_WORK INSTRUCTIONS_.
Count how many lines in the entries below hold "above". Only the number belongs in the answer.

### SUPPLIED INFORMATION ###

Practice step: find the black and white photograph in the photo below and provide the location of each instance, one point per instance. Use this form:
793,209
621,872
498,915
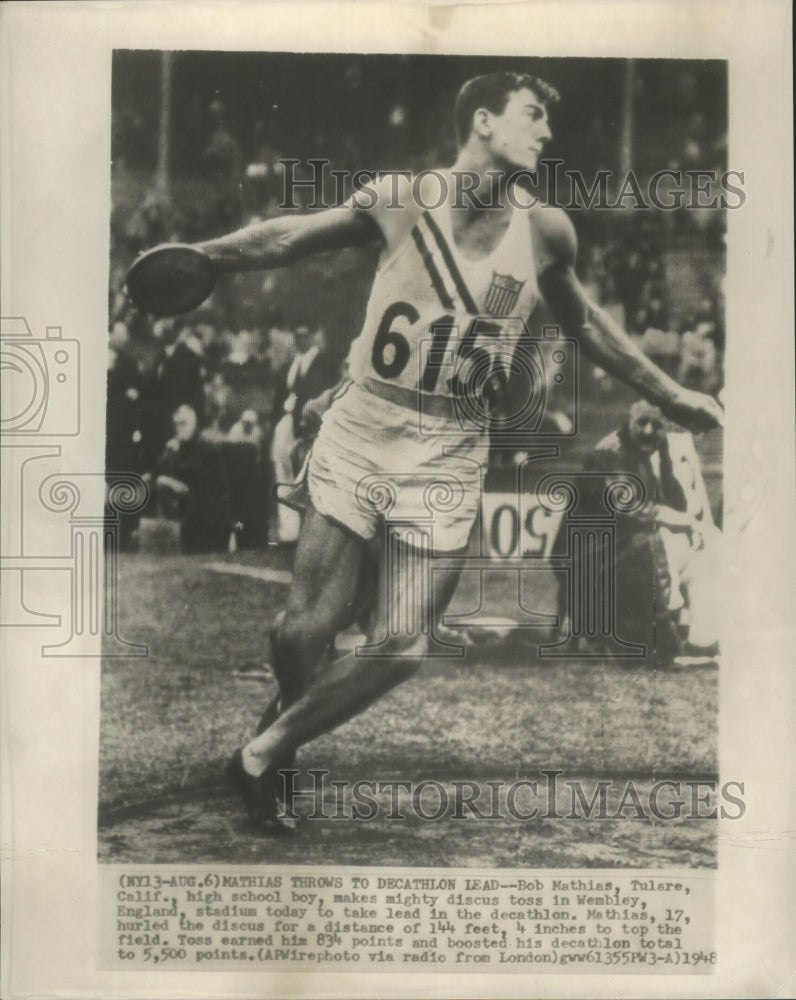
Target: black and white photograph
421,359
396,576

###
### SUPPLIED INFORMATION ###

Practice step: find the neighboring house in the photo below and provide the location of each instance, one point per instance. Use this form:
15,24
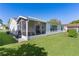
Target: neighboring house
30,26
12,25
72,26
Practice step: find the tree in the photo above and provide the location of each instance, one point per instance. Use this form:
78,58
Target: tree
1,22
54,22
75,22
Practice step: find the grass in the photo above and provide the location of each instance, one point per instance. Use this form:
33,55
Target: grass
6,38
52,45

###
### SUPPLIED INFORMATION ###

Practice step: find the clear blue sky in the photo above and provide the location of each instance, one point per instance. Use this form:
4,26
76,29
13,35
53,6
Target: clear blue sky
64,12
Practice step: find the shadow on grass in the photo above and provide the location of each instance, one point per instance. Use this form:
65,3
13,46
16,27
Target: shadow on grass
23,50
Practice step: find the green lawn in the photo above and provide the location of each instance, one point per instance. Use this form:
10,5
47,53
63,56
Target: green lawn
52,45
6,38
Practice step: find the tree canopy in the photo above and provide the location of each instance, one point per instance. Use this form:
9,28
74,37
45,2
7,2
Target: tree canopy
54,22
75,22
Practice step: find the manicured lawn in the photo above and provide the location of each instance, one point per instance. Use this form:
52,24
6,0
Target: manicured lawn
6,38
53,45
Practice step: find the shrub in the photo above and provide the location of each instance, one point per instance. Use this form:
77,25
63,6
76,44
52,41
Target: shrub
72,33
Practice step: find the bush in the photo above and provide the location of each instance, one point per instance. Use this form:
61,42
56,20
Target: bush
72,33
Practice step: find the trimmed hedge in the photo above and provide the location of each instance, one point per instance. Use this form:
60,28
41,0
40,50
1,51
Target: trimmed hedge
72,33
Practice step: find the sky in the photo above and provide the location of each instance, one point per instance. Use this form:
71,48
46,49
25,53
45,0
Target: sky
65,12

###

_SOLUTION FOR THIS EXERCISE_.
11